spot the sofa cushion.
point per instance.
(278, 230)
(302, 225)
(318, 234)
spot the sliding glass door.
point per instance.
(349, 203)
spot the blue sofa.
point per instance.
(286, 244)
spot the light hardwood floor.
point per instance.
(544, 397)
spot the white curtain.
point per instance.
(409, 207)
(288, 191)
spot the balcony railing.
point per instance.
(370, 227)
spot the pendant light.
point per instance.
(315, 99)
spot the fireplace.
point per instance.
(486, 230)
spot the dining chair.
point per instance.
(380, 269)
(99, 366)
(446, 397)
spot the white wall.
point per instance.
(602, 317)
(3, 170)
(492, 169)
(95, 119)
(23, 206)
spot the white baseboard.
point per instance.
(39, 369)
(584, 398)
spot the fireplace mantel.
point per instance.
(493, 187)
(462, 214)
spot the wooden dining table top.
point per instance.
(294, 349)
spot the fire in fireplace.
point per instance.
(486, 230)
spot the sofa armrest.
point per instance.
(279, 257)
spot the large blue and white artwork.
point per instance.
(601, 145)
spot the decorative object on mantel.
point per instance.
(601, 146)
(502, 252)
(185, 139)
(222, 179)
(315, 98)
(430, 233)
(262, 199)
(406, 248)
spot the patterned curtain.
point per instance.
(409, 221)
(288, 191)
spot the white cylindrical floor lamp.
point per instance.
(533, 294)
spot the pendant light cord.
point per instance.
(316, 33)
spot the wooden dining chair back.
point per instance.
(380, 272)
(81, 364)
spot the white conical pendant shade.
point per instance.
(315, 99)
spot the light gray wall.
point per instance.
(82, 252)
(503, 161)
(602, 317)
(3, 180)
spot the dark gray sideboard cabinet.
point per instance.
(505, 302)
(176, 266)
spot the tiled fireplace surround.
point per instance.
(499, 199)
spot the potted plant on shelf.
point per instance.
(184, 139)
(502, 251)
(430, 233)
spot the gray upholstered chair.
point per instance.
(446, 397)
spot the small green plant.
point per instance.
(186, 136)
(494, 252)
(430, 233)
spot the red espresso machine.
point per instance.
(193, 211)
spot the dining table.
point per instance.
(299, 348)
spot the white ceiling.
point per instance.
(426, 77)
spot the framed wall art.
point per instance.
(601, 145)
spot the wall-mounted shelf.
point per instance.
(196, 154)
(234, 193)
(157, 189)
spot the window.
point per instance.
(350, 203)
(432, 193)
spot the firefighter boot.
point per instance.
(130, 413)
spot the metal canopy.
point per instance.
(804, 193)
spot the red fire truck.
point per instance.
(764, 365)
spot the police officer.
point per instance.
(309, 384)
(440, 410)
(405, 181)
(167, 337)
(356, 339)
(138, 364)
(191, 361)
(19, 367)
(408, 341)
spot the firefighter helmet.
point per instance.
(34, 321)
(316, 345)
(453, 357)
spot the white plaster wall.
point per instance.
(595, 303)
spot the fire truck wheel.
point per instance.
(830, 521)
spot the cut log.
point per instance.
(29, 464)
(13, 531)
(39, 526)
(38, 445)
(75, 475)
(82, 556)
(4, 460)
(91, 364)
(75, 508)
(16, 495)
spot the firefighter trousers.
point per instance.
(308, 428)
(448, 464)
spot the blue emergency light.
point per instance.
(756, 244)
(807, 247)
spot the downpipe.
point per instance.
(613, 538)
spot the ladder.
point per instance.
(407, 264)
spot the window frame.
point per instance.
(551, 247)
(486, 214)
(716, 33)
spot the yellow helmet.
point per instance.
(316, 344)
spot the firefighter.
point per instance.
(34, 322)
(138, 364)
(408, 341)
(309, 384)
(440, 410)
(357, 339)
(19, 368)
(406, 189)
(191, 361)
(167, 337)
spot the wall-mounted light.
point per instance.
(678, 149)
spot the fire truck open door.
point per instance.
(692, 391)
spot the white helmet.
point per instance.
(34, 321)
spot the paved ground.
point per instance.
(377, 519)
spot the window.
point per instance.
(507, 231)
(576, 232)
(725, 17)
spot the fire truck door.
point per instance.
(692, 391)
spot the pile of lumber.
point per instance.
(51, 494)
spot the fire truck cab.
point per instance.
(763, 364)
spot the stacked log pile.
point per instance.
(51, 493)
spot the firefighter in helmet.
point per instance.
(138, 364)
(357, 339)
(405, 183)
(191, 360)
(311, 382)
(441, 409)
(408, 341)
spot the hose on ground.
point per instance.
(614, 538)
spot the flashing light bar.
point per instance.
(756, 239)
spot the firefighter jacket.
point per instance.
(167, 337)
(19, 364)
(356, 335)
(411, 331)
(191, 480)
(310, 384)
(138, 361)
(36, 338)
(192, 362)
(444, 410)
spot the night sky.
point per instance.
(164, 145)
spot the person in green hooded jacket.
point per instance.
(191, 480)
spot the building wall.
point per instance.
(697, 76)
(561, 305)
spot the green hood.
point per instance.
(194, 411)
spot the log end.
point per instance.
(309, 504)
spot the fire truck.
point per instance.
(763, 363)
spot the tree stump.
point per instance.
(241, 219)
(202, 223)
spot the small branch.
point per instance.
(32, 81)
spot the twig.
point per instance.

> Written instruction
Rescale the records from the line containing "spot the downpipe." through the end of the records, both ends included, repeating every line with the requests unchanged and each point coordinate multiplied by 0.3 and rounded to a whole number, halves up. Return only those lines.

> Reply
spot the downpipe.
point per instance.
(184, 161)
spot the ladder.
point per instance.
(122, 79)
spot the window frame.
point per instance.
(165, 74)
(146, 64)
(215, 10)
spot the yellow helmet.
point per instance.
(95, 103)
spot the firefighter.
point per instance.
(10, 97)
(41, 109)
(122, 102)
(93, 115)
(132, 123)
(107, 102)
(6, 110)
(122, 57)
(57, 108)
(50, 101)
spot the wall-mounted light.
point per instance.
(203, 45)
spot the fire truck open door.
point per instance.
(208, 117)
spot the white helmet.
point per instance.
(10, 96)
spot the paved ground.
point per instance.
(113, 156)
spot the window.
point per instance.
(152, 69)
(173, 70)
(218, 5)
spot the fire truck door.
point per instance.
(208, 117)
spot the pile of lumber.
point per instance.
(15, 148)
spot the fire truck cab.
point per instance.
(229, 109)
spot the stacked log pile.
point per instance.
(15, 148)
spot the firefighter in helmet.
point per instance.
(41, 109)
(107, 102)
(122, 55)
(57, 108)
(93, 115)
(132, 123)
(122, 102)
spot the hose on ground.
point per instance.
(184, 161)
spot the flashing light bar.
point per instance.
(227, 72)
spot the firefighter jacket.
point per instance.
(50, 101)
(6, 109)
(107, 101)
(123, 99)
(57, 144)
(93, 115)
(41, 108)
(11, 101)
(58, 109)
(133, 123)
spot the night sky.
point per instance.
(49, 44)
spot the person in green hooded jacket.
point per instance.
(57, 144)
spot the building wall.
point per instance.
(209, 23)
(168, 92)
spot the green hood.
point per instance.
(58, 123)
spot the log end.
point per instance.
(93, 151)
spot the fire truck.
point per instance.
(229, 109)
spot the tree stump.
point per instance.
(72, 66)
(61, 67)
spot the small branch.
point per instance.
(10, 24)
spot the twig.
point per instance.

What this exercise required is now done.